#### Document segment
--- Begin ---

Helena Merzin-Tamm ( Merzin; born 7 May 1972 in Tartu) is an Estonian actress.

Helena Merzin was born in Tartu to actor Leonhard Merzin and Tiiu Lukk. She has two half-sisters from her father's previous marriages. In 1990, she graduated from Tartu Secondary School No. 2 (now, the Miina Härma Gymnasium), before enrolling at the Estonian Academy of Music and Theatre, graduating in 1994. From 1994 until 2009, she worked at Vanemuine theatre in Tartu. Besides theatre roles she has played also in several films and television series.

Merzin-Tamm had been in a relationship actor and director Jüri Lumiste, with whom she has a son. Since 2007, she has been married to actor Raivo E. Tamm. The couple have a son.

Filmography

 Wikmani poisid (1995; in the role: Gunilla)
 Õnne 13 (1996–1999; in the role: Stella)

--- End ---

#### Data section
--- Begin ---

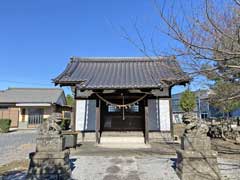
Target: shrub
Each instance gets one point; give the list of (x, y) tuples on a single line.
[(5, 125), (65, 123)]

--- End ---

#### Problems to solve
1. Answer these from the biography of Helena Merzin-Tamm, one line each:
(a) In what year did she graduate from the Estonian Academy of Music and Theatre?
(b) Who has she been married to since 2007?
(c) What role did she play in Õnne 13?
2. List every year mentioned in the biography of Helena Merzin-Tamm, each one only once, in the order they first appear.
3. Repeat the stretch of the biography of Helena Merzin-Tamm from "Helena Merzin was" through "the role: Stella)".

#### Solutions to each task
1.
(a) 1994
(b) Raivo E. Tamm
(c) Stella

2. 1972, 1990, 1994, 2009, 2007, 1995, 1996, 1999

3.
Helena Merzin was born in Tartu to actor Leonhard Merzin and Tiiu Lukk. She has two half-sisters from her father's previous marriages. In 1990, she graduated from Tartu Secondary School No. 2 (now, the Miina Härma Gymnasium), before enrolling at the Estonian Academy of Music and Theatre, graduating in 1994. From 1994 until 2009, she worked at Vanemuine theatre in Tartu. Besides theatre roles she has played also in several films and television series.

Merzin-Tamm had been in a relationship actor and director Jüri Lumiste, with whom she has a son. Since 2007, she has been married to actor Raivo E. Tamm. The couple have a son.

Filmography

 Wikmani poisid (1995; in the role: Gunilla)
 Õnne 13 (1996–1999; in the role: Stella)